** Opening Data for the task block **

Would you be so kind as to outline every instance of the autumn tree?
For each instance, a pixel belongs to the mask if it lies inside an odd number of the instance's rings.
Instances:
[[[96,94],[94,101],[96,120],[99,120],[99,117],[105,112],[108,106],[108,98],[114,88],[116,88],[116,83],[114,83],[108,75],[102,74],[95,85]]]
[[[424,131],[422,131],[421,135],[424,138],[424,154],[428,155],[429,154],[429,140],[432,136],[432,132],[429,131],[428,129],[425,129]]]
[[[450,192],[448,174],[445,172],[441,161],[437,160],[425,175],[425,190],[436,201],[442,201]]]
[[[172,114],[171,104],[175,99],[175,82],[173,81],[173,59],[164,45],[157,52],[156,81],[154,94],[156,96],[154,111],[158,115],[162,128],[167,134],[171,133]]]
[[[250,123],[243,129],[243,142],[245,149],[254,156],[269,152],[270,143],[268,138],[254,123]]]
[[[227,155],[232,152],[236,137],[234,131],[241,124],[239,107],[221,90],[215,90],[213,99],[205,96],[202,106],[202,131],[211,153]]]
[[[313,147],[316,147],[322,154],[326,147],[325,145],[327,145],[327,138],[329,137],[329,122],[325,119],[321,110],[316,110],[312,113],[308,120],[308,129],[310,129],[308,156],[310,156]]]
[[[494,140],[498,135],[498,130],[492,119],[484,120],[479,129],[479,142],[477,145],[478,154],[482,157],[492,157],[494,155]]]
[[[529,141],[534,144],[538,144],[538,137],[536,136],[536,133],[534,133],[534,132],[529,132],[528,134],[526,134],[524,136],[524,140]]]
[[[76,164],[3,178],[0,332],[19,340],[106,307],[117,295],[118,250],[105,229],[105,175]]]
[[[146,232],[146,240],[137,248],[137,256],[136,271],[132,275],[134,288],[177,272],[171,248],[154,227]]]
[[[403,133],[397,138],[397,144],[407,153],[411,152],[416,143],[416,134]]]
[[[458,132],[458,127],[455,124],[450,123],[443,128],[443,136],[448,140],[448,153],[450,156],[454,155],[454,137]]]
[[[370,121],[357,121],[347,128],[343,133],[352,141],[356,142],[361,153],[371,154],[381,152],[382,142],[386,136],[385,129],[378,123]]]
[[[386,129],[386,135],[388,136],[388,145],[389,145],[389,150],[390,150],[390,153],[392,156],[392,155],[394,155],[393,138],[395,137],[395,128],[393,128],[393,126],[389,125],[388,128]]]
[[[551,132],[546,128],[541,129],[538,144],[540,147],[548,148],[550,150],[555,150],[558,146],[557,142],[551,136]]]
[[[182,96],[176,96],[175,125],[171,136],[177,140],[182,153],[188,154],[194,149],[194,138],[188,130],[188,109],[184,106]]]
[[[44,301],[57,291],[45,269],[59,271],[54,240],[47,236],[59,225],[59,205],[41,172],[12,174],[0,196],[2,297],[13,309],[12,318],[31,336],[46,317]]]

** Closing Data for the task block **

- [What this task involves] All of the records must be repeated exactly.

- [Task result]
Would you be so kind as to outline every instance of the autumn tree?
For each instance, a pixel belongs to the mask if it lies inside an odd number of the instance's rings.
Instances:
[[[96,94],[94,101],[96,120],[99,120],[99,117],[105,112],[108,106],[108,98],[114,88],[116,88],[116,83],[114,83],[108,75],[102,74],[95,85]]]
[[[424,131],[422,131],[421,135],[424,138],[424,154],[428,155],[429,154],[429,140],[432,136],[432,132],[429,131],[428,129],[425,129]]]
[[[450,192],[448,174],[445,172],[441,161],[437,160],[425,175],[425,190],[436,201],[442,201]]]
[[[172,114],[171,104],[175,99],[175,82],[173,81],[173,59],[164,45],[157,52],[156,81],[154,94],[156,96],[154,111],[158,115],[162,128],[167,134],[171,133]]]
[[[250,123],[243,129],[243,142],[245,149],[254,156],[269,152],[270,143],[268,138],[254,123]]]
[[[227,155],[232,152],[236,137],[234,131],[241,124],[239,107],[221,90],[215,90],[213,99],[205,96],[202,106],[202,131],[211,153]]]
[[[313,147],[316,147],[322,154],[326,147],[325,145],[327,145],[327,138],[329,137],[329,122],[325,119],[321,110],[316,110],[312,113],[308,120],[308,129],[310,129],[308,156],[310,156]]]
[[[494,140],[498,135],[498,130],[492,119],[484,120],[479,129],[479,142],[477,145],[478,154],[482,157],[492,157],[494,155]]]
[[[529,141],[534,144],[538,144],[538,137],[536,136],[536,133],[534,133],[534,132],[529,132],[528,134],[526,134],[524,136],[524,140]]]
[[[76,164],[3,178],[0,332],[19,340],[106,307],[117,295],[118,250],[105,229],[105,175]]]
[[[146,232],[146,240],[137,248],[137,256],[136,271],[132,275],[134,288],[177,272],[171,248],[154,227]]]
[[[403,133],[397,138],[397,144],[407,153],[411,152],[416,143],[416,134]]]
[[[458,132],[458,127],[455,124],[450,123],[443,128],[443,136],[448,140],[448,153],[450,156],[454,155],[454,137]]]
[[[370,121],[357,121],[347,128],[343,133],[352,141],[356,142],[361,153],[371,154],[381,152],[382,142],[386,136],[385,129],[378,123]]]
[[[386,129],[386,135],[388,136],[388,145],[389,145],[389,150],[390,150],[390,153],[392,156],[392,155],[394,155],[393,138],[395,137],[395,128],[393,128],[393,126],[389,125],[388,128]]]
[[[551,132],[546,128],[541,129],[538,144],[540,147],[548,148],[550,150],[555,150],[558,146],[557,142],[551,136]]]
[[[182,96],[176,96],[175,125],[171,136],[177,140],[182,153],[188,154],[194,149],[194,138],[188,130],[188,109],[184,106]]]
[[[44,301],[57,291],[45,269],[59,271],[54,240],[47,236],[59,225],[59,205],[41,172],[12,174],[0,196],[2,297],[13,309],[12,318],[31,336],[46,317]]]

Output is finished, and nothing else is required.